Chocolate Vegan Keto Protein Bars (gluten free, nut free, soy free)
After an absurd amount of trial and quasi-disastrous error, I’ve managed to come up with a vegan keto protein bar that not only tastes delicious, but doesn’t require the use of a protein powder. Protein powders just aren’t for everyone (I totally get it), so it can be kind of a pain when you see a recipe that calls for the use of one, especially in a low carb vegan recipe, as there are only a few low carb vegan protein powders out there….and boy, they are expensive.
Also expensive are processed, ready-to-buy, low carb vegan protein bars. While convenient, these also often rely on protein powders and soy to boost their macros, while also usually containing a lot of nuts. For those of us with nut or soy allergies/sensitivites, it can be almost impossible to find a decent bar that doesn’t also cost $3 a pop. I’m all for spending a little more than the average bear on foods, but I’m really not into the concept of spending $30 or more per week just to get some more protein in my diet. So, like basically every post on this blog, the solution came through some recipe creation.
These bars have 8.3g of protein and just 1.4g of net carbs per serving while being gluten free, nut free and soy free, which is pretty darn amazing. They also happen to be pretty easy to whip together, and have a pleasantly chewy texture. While keto isn’t traditionally a protein-focused diet, it’s sometimes nice to have a convenient source of tasty protein ready to go, especially if you’re a little sick of eating straight nuts and seeds to meet your quota.
Notes on Making Low Carb Vegan Protein Bars
- I baked these, but you could also form them into the little bar shapes and dehydrate them overnight to make them raw (you’ll want to be sure you use raw cacao powder in that case).

DATA SHOWN:
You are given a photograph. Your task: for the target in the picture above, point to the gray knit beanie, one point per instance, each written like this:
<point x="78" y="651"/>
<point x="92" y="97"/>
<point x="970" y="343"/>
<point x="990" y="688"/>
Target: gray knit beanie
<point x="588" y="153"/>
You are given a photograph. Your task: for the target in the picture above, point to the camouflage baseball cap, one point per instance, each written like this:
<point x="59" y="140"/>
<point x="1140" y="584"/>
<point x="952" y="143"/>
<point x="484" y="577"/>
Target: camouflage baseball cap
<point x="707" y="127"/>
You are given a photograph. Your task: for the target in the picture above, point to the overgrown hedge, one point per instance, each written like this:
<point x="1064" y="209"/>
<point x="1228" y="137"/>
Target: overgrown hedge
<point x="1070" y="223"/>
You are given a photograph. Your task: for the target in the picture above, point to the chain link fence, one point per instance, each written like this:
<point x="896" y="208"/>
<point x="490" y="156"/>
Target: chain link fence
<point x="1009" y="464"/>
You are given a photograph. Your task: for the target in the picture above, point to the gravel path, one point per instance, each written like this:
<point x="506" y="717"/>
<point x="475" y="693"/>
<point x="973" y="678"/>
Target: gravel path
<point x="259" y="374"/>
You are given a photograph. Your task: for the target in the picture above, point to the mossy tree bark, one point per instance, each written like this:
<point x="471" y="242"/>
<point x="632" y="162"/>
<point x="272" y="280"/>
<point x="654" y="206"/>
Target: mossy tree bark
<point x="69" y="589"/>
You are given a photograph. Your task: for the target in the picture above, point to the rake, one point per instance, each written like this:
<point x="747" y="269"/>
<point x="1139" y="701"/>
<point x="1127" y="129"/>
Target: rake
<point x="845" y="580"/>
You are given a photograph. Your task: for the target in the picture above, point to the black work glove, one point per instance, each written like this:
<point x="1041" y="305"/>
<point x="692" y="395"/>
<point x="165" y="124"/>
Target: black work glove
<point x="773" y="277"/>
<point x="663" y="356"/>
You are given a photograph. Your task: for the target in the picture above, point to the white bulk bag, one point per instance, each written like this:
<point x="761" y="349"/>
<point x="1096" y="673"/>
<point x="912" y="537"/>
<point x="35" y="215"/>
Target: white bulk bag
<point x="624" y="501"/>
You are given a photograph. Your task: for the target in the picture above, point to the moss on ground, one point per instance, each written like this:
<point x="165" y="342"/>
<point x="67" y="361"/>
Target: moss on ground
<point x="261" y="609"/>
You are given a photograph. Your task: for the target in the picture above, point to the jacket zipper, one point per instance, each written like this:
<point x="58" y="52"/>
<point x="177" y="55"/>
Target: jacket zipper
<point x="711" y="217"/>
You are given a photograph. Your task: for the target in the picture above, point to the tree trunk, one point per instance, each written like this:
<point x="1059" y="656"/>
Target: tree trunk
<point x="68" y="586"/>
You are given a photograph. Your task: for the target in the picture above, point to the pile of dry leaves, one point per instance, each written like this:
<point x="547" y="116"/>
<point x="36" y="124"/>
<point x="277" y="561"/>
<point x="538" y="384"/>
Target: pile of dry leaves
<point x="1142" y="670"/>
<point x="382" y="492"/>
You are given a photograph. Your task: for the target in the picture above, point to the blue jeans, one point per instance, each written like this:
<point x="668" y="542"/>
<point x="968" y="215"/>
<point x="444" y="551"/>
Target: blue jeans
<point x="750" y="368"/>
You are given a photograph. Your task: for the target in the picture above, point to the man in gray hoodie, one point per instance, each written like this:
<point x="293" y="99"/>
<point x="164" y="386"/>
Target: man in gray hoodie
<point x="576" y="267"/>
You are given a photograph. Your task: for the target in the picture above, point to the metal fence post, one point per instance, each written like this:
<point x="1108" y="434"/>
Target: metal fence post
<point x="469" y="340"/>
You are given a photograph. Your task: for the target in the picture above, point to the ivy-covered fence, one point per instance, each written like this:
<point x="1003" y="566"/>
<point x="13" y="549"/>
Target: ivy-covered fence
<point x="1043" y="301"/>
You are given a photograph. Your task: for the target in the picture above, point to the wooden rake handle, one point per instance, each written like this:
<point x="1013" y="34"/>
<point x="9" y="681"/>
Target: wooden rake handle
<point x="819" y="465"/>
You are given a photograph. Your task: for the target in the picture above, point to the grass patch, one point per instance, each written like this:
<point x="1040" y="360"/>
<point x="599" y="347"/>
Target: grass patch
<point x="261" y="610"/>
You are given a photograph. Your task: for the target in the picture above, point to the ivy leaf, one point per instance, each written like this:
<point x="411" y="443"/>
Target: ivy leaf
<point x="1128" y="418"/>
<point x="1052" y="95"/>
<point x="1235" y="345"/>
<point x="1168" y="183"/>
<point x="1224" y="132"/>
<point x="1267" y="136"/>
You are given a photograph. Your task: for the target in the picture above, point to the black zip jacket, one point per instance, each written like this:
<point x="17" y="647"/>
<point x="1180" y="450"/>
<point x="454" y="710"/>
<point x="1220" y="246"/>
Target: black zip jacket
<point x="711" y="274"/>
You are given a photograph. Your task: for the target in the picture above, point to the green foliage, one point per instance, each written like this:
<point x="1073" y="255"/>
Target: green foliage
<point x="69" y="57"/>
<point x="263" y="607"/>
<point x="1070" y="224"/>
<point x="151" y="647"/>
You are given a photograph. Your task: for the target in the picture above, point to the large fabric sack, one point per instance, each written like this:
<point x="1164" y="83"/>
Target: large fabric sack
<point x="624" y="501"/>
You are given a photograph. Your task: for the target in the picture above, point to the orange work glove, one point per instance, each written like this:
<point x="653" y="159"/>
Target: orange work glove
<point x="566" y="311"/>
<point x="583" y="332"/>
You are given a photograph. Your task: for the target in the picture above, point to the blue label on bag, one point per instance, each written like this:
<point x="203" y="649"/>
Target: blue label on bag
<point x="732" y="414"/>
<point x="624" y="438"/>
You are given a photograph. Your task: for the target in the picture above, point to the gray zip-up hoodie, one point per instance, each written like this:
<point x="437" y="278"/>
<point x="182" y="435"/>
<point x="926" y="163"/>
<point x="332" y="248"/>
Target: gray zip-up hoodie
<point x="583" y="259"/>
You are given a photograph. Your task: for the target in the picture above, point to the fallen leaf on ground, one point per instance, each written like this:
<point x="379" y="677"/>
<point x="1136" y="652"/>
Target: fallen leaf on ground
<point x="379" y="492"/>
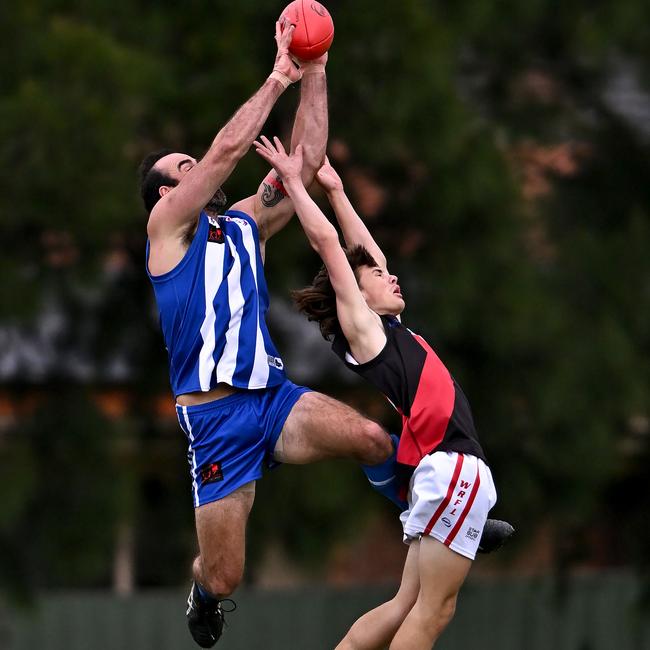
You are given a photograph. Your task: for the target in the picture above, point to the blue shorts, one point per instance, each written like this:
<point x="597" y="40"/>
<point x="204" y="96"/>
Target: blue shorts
<point x="230" y="438"/>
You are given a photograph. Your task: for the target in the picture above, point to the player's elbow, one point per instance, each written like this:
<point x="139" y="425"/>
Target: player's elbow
<point x="376" y="444"/>
<point x="226" y="151"/>
<point x="324" y="239"/>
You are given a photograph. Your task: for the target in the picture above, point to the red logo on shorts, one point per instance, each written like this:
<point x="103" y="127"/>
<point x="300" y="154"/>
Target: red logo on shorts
<point x="211" y="473"/>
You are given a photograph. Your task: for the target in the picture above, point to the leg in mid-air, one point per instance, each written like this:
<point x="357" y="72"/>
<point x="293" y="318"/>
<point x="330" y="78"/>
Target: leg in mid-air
<point x="442" y="573"/>
<point x="376" y="628"/>
<point x="218" y="570"/>
<point x="320" y="427"/>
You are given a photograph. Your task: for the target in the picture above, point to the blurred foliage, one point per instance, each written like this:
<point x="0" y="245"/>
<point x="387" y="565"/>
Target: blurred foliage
<point x="514" y="194"/>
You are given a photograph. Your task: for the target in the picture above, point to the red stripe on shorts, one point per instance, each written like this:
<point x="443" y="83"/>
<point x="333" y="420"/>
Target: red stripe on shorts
<point x="468" y="507"/>
<point x="447" y="499"/>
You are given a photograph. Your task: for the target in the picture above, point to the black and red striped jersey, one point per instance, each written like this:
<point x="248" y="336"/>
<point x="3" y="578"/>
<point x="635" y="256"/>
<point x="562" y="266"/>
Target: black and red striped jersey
<point x="436" y="415"/>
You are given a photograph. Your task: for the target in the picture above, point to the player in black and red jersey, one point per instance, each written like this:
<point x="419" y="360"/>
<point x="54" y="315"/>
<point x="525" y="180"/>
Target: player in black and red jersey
<point x="357" y="303"/>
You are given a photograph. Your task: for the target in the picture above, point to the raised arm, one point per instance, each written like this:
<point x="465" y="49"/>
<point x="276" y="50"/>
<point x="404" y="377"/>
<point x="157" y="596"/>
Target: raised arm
<point x="271" y="207"/>
<point x="178" y="208"/>
<point x="354" y="229"/>
<point x="361" y="326"/>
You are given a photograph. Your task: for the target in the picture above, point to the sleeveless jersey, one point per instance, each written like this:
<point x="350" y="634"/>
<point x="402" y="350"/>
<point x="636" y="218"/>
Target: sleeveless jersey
<point x="435" y="412"/>
<point x="212" y="308"/>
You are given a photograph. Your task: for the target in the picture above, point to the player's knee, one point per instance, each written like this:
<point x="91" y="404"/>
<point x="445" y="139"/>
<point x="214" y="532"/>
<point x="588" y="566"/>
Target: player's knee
<point x="439" y="617"/>
<point x="377" y="445"/>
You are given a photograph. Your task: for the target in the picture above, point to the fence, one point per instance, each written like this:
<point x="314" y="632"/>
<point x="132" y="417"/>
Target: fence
<point x="595" y="612"/>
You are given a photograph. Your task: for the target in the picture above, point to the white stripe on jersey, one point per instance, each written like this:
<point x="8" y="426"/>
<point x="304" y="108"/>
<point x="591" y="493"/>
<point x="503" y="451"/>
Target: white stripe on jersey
<point x="228" y="361"/>
<point x="260" y="374"/>
<point x="195" y="486"/>
<point x="213" y="275"/>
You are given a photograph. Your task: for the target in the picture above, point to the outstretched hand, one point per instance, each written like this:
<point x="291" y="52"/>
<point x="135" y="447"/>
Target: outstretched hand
<point x="283" y="61"/>
<point x="286" y="165"/>
<point x="328" y="178"/>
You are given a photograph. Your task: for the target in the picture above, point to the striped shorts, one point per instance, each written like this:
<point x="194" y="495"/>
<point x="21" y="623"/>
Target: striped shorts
<point x="449" y="498"/>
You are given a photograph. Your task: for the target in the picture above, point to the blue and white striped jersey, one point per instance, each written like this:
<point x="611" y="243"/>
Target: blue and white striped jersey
<point x="212" y="309"/>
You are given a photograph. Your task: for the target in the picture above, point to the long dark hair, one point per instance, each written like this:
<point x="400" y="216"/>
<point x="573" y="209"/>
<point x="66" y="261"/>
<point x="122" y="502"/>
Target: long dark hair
<point x="318" y="300"/>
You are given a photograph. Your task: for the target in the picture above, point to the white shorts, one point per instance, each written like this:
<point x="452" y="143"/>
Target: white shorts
<point x="450" y="495"/>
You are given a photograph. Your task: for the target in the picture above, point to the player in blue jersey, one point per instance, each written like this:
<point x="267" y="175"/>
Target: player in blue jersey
<point x="234" y="402"/>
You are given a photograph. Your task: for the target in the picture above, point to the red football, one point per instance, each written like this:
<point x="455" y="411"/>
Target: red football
<point x="314" y="28"/>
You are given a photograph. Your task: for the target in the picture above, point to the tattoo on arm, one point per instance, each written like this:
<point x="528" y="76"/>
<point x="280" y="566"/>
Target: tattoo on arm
<point x="273" y="192"/>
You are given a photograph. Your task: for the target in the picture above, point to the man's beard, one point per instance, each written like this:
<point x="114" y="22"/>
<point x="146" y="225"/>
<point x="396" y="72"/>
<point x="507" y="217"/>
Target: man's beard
<point x="217" y="202"/>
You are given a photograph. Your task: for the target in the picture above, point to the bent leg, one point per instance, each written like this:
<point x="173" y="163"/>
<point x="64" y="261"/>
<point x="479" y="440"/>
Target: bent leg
<point x="442" y="573"/>
<point x="375" y="629"/>
<point x="221" y="531"/>
<point x="320" y="427"/>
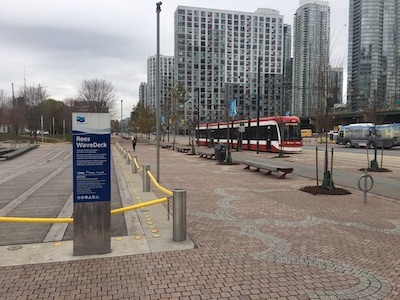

ACTIVITY: Extend the protein bar recipe text, carrying on from its last note about baking versus dehydrating the bars.

OUTPUT OF THE TASK:
- If you aren’t sold on psyllium husks, you could try mixing 2 tbsp of ground flaxseed in with the water, and letting the gel form by letting it sit for about 5-10 minutes before adding it in to the dry ingredients.
- Be sure you use raw seeds for this, as you are going to be baking them!
- I buy my seeds whole, and grind them up as I need them. This prevents them from going rancid as quickly. I also store them in the fridge for the same reason!
- If you wanted to add some additional flavors to these, you could mix in 2 tbsp of any of the following: instant espresso powder, unsweetened coconut flakes, peanut butter, dehydrated berries, vegan cream cheese. Just keep in mind that every addition will change the macros a bit!
- If you want a little extra flavor without the extra cals/carbs, you could add in 1 tsp of any extract of your choice – I especially recommend hazelnut, almond or peppermint.
- I topped mine with peanut butter, but they’re equally delicious plain!
These chocolate low carb vegan protein bars are gluten free, nut free and soy free and contain just 1.4g of net carbs per serving!
- 1/2 cup raw sunflower seeds
- 3/4 cup raw hemp hearts
- 1/4 cup chia seeds
- 1/4 cup cocoa powder
- 2 tbsp psyllium husks
- sweetener to taste (I used about 2 tbsp of granulated, sugar-free sweetener, but 1/4 tsp of liquid stevia should do the trick as well!)
- 1/2 tsp salt
- 1 cup of water
- Preheat oven to 350F, and grind all of your seeds into a flour-like texture. I tend to leave the sunflower seeds a bit chunky to add some interest.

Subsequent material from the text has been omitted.